● **LISTE DES TÂCHES**:
1 – Répondez à ces questions sur l'extrait consacré à Xenogears :
(a) Sur quelle console et en quelle année le jeu est-il sorti ?
(b) Pendant quel été y a-t-il été joué pour la première fois ?
(c) Quels deux JRPG avaient déjà été joués à ce moment-là ?
2 – Traduisez en anglais cette phrase de l'extrait sur Xenogears : J’appelais ça « la cure de RPG de l’été ».
3 – Prolongez le texte sur Xenogears à partir de sa dernière phrase.

● **EXTRAIT PRÉSENTÉ**:
+--
A l'année prochaine, des bisous!
Je vais quand même commencer par une petite présentation Wikipédia parce qu’on ne parle pas de Shenmue ou de Silent Hill 2, et il se peut que certains d’entre vous ne connaissent rien d’autre du jeu que son nom. Donc, Xenogears : JRPG de chez Squaresoft sorti en 1998 sur PlayStation. Jamais sorti en Europe, réédité une seule fois sur le PSN américain au début des années 2010. Un cult classic par excellence : un jeu auquel personne n’a joué mais qui est toujours présenté comme « mythique » ou « légendaire » par les sites de JV qui en parlent une fois l’an. C’est le genre de jeu dont toutes les reviews contiennent à peu près les mêmes compliments vagues (« scénario génial », « personnages attachants », « bande-son sublime »), ce qui est toujours suspect.
Je viens de le finir pour la seconde fois (et ce sera probablement la dernière) après y avoir joué il y a presque dix ans, pendant l’été 2012, entre la première et la terminale. A l’époque je profitais des longues journées ennuyeuses du mois de juillet pour poncer des vieux JRPG. J’appelais ça « la cure de RPG de l’été ». Inutile de vous préciser que je n’étais pas parmi les premiers choisis quand il fallait former les équipes de foot.
C’est donc un jeu que j’ai découvert pendant ma grosse période rétro (qui correspond plus ou moins à ma période de forte activité sur le fofo, dédicace aux anciens et bisous sur les fesses des trois loustics qui se reconnaîtront et seront les premiers à répondre) mais qui comme Shenmue m’a un peu plus marqué que les autres. Contrairement à Shenmue, je ne suis pas tombé fou amoureux de Xenogears. C’était un bon JRPG avec une histoire prenante mais ça restait un JRPG : combats aléatoires, boss insupportables, énigmes insolubles sans la soluce sur les genoux, donjons labyrinthiques, la totale. J’avais déjà joué à Chrono Trigger et FFVI à ce moment-là ; je savais qu’un JRPG pouvait s’affranchir de ces conventions un peu moisies (ou au moins les minimiser) et elles me paraissaient donc vraiment pénibles.
+--
● **INFORMATIONS FOURNIES**:
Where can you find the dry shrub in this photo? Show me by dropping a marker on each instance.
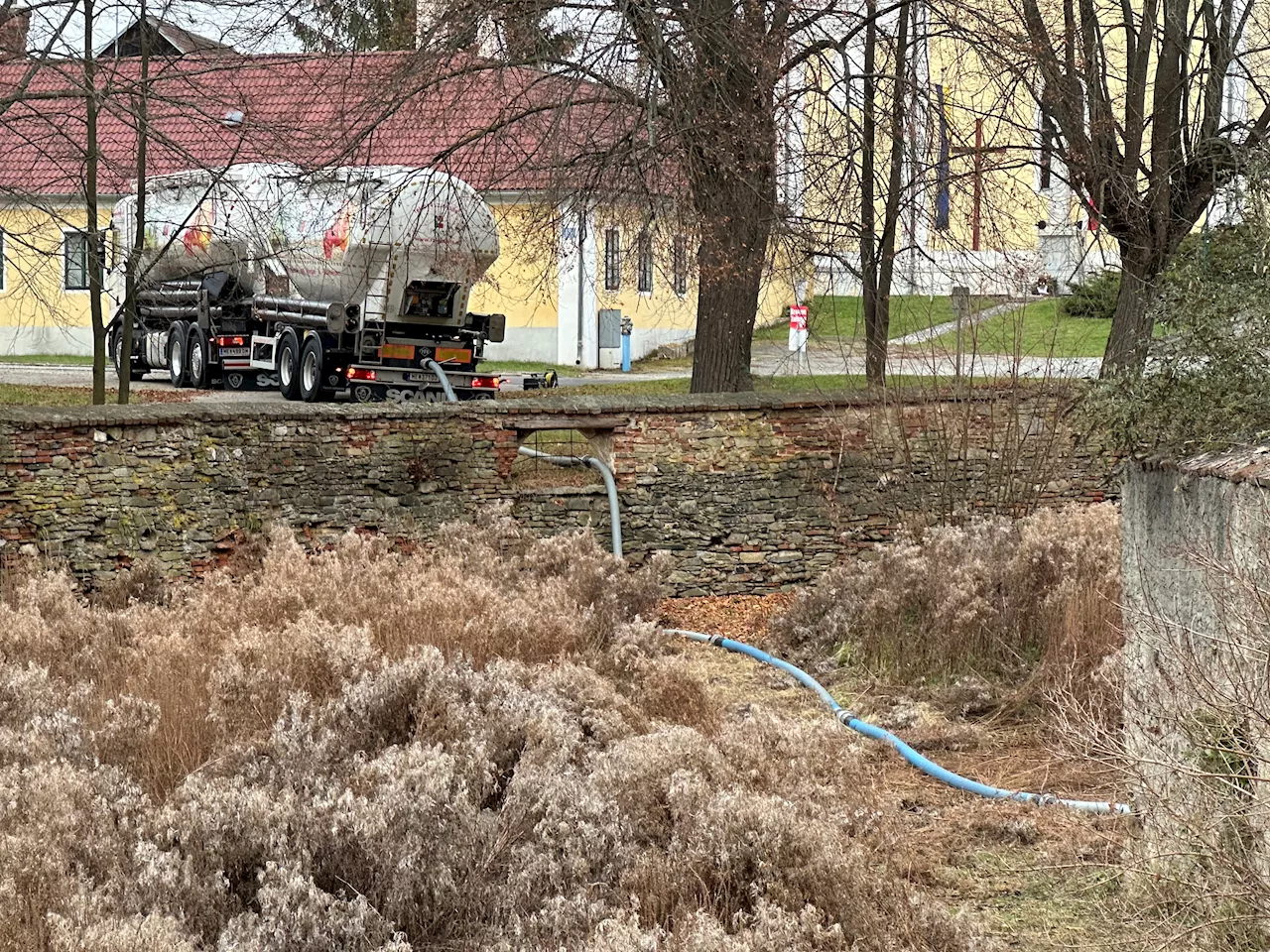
+--
● **RÉPONSES PAR TÂCHE**:
1 –
(a) Sur PlayStation, en 1998.
(b) Pendant l'été 2012.
(c) Chrono Trigger et FFVI.

2 – I called it “the summer RPG cure.”

3 –
J’ai fini le jeu vers septembre (2012) et j’ai laissé la ROM prendre la poussière dans un coin du disque dur. Et puis comme je n’avais rien compris au scénario mais qu’il m’avait l’air quand même pas mal je me suis mis à lire des résumés sur Internet. Et puis j’ai commencé à écouter l’OST dans le bus. Et puis j’ai regardé des rétrospectives Youtube du jeu. Sur les neuf dernières années, il n’a pas dû se passer un mois sans que je ne repense à Xenogears en me disant : « Quand même, c’était bien, je devrais le refaire. » A titre de comparaison j’ai joué à Chrono Cross deux ans plus tard (même ambiance : JRPG PS1 « mythique » sorti en 2000) et je ne le retoucherai jamais. J’ai encore des sueurs froides de certains boss.
Alors pourquoi ? Qu’est-ce qui me ramène à cette galette alors que je ne suis plus un joueur régulier, alors que je m’étais juré qu’on ne m’y reprendrait plus à configurer l’émulateur PS1 pour abandonner la partie au bout de deux heures ?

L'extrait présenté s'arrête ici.